● **DIRECTIONS FOR THIS TASK**
Each entry must come back word for word; drop the images as you go.

Segment Start: EXCERPTED DATA

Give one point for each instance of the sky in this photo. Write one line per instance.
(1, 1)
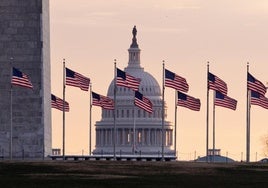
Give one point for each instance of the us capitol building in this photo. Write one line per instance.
(137, 131)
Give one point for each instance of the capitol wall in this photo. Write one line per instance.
(25, 118)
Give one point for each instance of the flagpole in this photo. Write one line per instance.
(90, 117)
(11, 112)
(115, 111)
(163, 111)
(207, 113)
(248, 122)
(134, 129)
(214, 93)
(63, 113)
(175, 135)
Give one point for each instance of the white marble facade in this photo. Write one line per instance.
(137, 132)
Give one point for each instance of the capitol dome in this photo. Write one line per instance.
(137, 131)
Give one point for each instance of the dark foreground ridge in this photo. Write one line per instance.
(131, 174)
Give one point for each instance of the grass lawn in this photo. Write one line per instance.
(131, 174)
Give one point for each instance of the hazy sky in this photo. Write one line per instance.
(186, 34)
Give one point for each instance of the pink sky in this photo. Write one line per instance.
(186, 34)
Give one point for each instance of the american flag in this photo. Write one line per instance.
(258, 99)
(188, 102)
(126, 80)
(20, 79)
(57, 103)
(102, 101)
(216, 84)
(143, 102)
(176, 82)
(77, 80)
(224, 101)
(255, 85)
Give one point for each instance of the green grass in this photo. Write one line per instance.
(130, 174)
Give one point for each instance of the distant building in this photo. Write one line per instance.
(137, 132)
(25, 131)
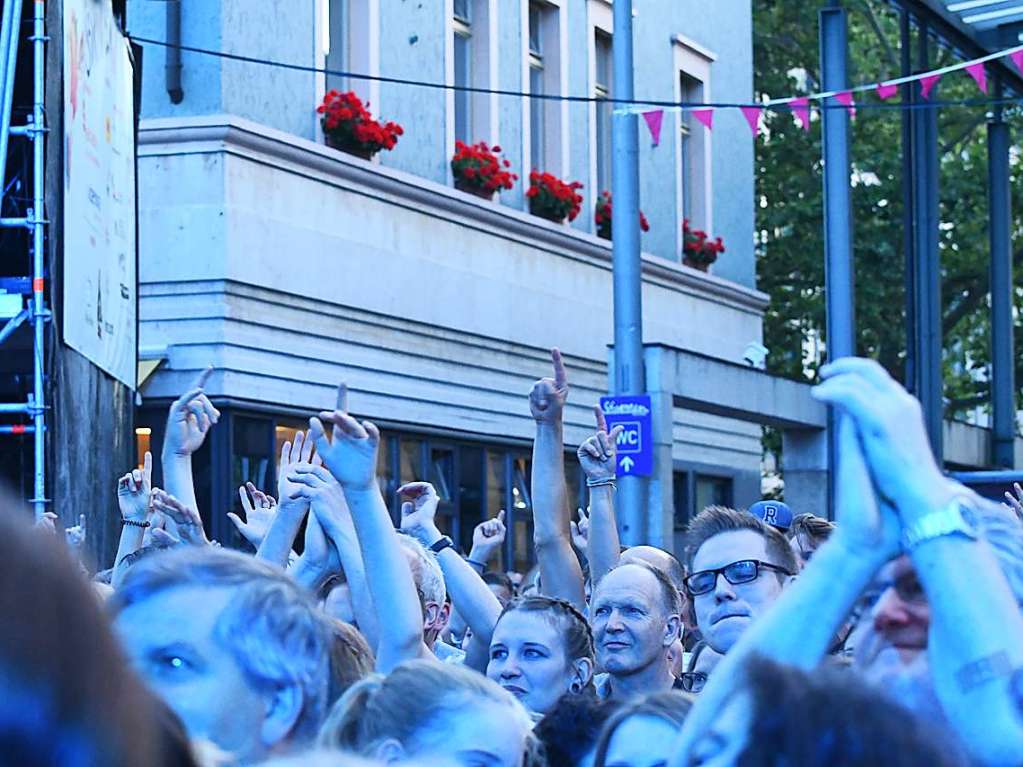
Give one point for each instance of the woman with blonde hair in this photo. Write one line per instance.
(432, 713)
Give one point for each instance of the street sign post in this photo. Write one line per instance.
(635, 443)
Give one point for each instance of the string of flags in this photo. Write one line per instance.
(801, 106)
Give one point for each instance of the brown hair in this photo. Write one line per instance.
(672, 707)
(351, 659)
(716, 520)
(573, 626)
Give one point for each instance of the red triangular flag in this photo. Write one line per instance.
(845, 98)
(752, 115)
(705, 116)
(801, 108)
(1017, 59)
(977, 73)
(887, 90)
(655, 120)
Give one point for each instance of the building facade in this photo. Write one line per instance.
(291, 266)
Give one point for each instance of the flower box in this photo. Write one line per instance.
(348, 126)
(480, 170)
(551, 198)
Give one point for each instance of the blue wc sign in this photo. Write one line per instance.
(635, 443)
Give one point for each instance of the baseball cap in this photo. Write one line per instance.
(775, 513)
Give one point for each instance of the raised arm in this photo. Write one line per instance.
(293, 507)
(328, 507)
(598, 458)
(561, 575)
(134, 490)
(470, 595)
(976, 635)
(351, 456)
(188, 421)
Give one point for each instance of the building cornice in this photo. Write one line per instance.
(236, 136)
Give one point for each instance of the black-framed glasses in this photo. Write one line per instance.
(744, 571)
(693, 681)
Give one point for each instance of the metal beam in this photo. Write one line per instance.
(628, 373)
(1003, 362)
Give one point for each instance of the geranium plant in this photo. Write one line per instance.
(552, 198)
(602, 217)
(349, 126)
(699, 250)
(480, 169)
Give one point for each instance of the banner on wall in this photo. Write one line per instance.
(99, 211)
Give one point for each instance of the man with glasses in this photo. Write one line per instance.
(738, 567)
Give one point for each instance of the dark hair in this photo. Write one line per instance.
(574, 628)
(816, 529)
(829, 718)
(671, 707)
(671, 599)
(716, 520)
(351, 659)
(68, 692)
(570, 729)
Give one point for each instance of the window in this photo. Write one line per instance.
(691, 155)
(602, 90)
(537, 106)
(462, 70)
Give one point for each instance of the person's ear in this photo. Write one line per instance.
(672, 630)
(582, 672)
(283, 709)
(389, 752)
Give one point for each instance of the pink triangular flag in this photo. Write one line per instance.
(801, 108)
(927, 85)
(887, 90)
(705, 116)
(1017, 57)
(752, 115)
(845, 98)
(655, 120)
(977, 73)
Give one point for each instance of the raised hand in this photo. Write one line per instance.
(598, 454)
(488, 538)
(189, 419)
(186, 520)
(418, 514)
(259, 508)
(350, 452)
(546, 400)
(580, 532)
(134, 490)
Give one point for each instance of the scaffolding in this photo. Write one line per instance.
(36, 312)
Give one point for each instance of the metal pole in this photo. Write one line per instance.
(8, 52)
(39, 313)
(1003, 362)
(928, 270)
(629, 376)
(839, 276)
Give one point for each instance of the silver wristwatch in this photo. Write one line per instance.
(955, 517)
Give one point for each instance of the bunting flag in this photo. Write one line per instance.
(801, 108)
(927, 85)
(655, 120)
(752, 115)
(886, 91)
(845, 98)
(977, 73)
(705, 116)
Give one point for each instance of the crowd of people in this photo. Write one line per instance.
(892, 635)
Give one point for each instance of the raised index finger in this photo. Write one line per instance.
(561, 379)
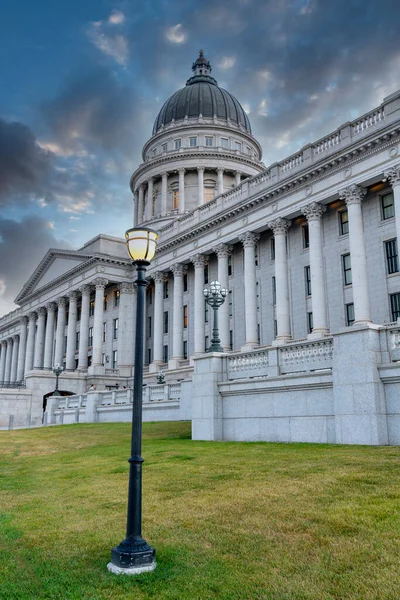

Segment End: EXCERPTED DATA

● **RESULT**
Give one point for each instance of the sky in this photo. Write one line per instance.
(1, 1)
Give one point for each instance of the us capitol building in this photo. Write one line per instance.
(137, 131)
Give one point for each instance of the capitol wall in this photo. Write one line per instance.
(25, 118)
Give one point for each instance of the flagpole in this photo. Write one line per instance.
(90, 117)
(11, 112)
(115, 111)
(163, 111)
(207, 113)
(248, 122)
(134, 129)
(214, 93)
(63, 113)
(175, 135)
Give one point for each instance of the white marble facade in this photo. Write one line per instance.
(137, 132)
Give one point for each instance of the capitol dome in this photo. Write one line per instance.
(137, 131)
Give one point for each instance of the dark foreground ridge in this photo. Write one line per instance.
(131, 174)
Give one point for each instance of the grass lawn in this photo. Write one line per instance.
(131, 174)
Give one point for each instance of the hazy sky in this photo. Write one line per instance.
(186, 34)
Give one point for each instance of the pink sky in this photo. Write one line per instance.
(186, 34)
Give one point for each instance of the american flag in this photo. Write one line per instance.
(258, 99)
(188, 102)
(126, 80)
(20, 79)
(57, 103)
(102, 101)
(216, 84)
(143, 102)
(176, 82)
(77, 80)
(224, 101)
(255, 85)
Give one point for each instance of the green grass in this photo. Write one line per instance.
(130, 174)
Give one point for each instance of the distant building in this photo. Write one line per instance.
(137, 132)
(25, 131)
Give one point for each instance of the woman with blonde hair in this photo. Write one line per instance.
(432, 713)
Give one point for each instance of the street sign post in this photo. Write one line per instance.
(635, 443)
Give one point for each instance of the string of flags in this photo. Write one line per instance.
(801, 106)
Give one point for each instance of the brown hair in this photo. Write one line per instance.
(672, 707)
(351, 659)
(716, 520)
(573, 626)
Give one point for each instance of the red triangular flag in this photo. Write one line per instance.
(845, 98)
(752, 115)
(705, 116)
(801, 108)
(1017, 59)
(977, 73)
(887, 90)
(655, 120)
Give one point for each instance of the building facade in this photo. Write one line per instance.
(291, 266)
Give one point for each instance of the flower box in this photo. Write one line per instance.
(348, 126)
(480, 170)
(551, 198)
Give one point for each instance of the blue wc sign in this photo. Write one line per instance.
(635, 443)
Give one point for each instance of the baseball cap in this photo. Write one line per instance.
(775, 513)
Give one point for each instance of the raised arm in this photo. Write one line per instance.
(293, 507)
(328, 507)
(598, 458)
(561, 575)
(134, 490)
(470, 595)
(976, 635)
(351, 456)
(188, 421)
Give one point for each instance of the building cornice in this photo. Write one line per instance.
(236, 136)
Give one point for each instance of the black-framed glasses in this photo. Write one line per instance.
(744, 571)
(693, 681)
Give one point for each instance of the metal beam in this photo. Write one line per instance.
(628, 373)
(1003, 362)
Give one point for each instance of the geranium plant in this photo. Write one line per instance.
(552, 198)
(602, 217)
(349, 126)
(699, 250)
(480, 169)
Give one point for each instance of the banner on wall in this photo. Write one line per instance.
(99, 211)
Give one point for each instance of the man with glasses in this photo. Write one line per instance.
(738, 567)
Give one point for each instance of the dark hair in this photo. Write one line per instance.
(574, 628)
(816, 529)
(829, 718)
(671, 707)
(671, 599)
(716, 520)
(351, 659)
(68, 692)
(570, 729)
Give one point for each instance of the window in this photo. Write one line per instance.
(691, 155)
(602, 90)
(537, 106)
(462, 70)
Give one point for each instance of the person's ear in this photo. Write one line per instance.
(672, 630)
(582, 672)
(283, 709)
(389, 752)
Give one point for each instance of the pink triangular flag in this photo. Write one line per instance.
(801, 108)
(927, 85)
(887, 90)
(705, 116)
(1017, 57)
(752, 115)
(845, 98)
(655, 120)
(977, 73)
Give one point for each instance of the raised hand in this photo. Write one line per instance.
(598, 454)
(488, 538)
(189, 419)
(186, 520)
(418, 514)
(259, 508)
(350, 452)
(546, 400)
(580, 532)
(134, 490)
Give one point for each instance of the scaffolding in this photo. Write one line per instance.
(36, 312)
Give one point for each instance of the metal pole in this photo. Write one line per instance.
(8, 52)
(39, 313)
(1003, 362)
(928, 270)
(629, 376)
(839, 276)
Give one point for each instance of the silver wristwatch in this photo. Write one line per instance.
(955, 517)
Give one point for each instance of the bunting flag in this photo. Write one line per instance.
(801, 108)
(927, 85)
(655, 120)
(752, 115)
(886, 91)
(845, 98)
(977, 73)
(705, 116)
Give one point for each instance of the crowd of people in this photo. Write one line per instance.
(892, 635)
Give one point for each instance of the raised index finger in this photo. Write one line per instance.
(561, 379)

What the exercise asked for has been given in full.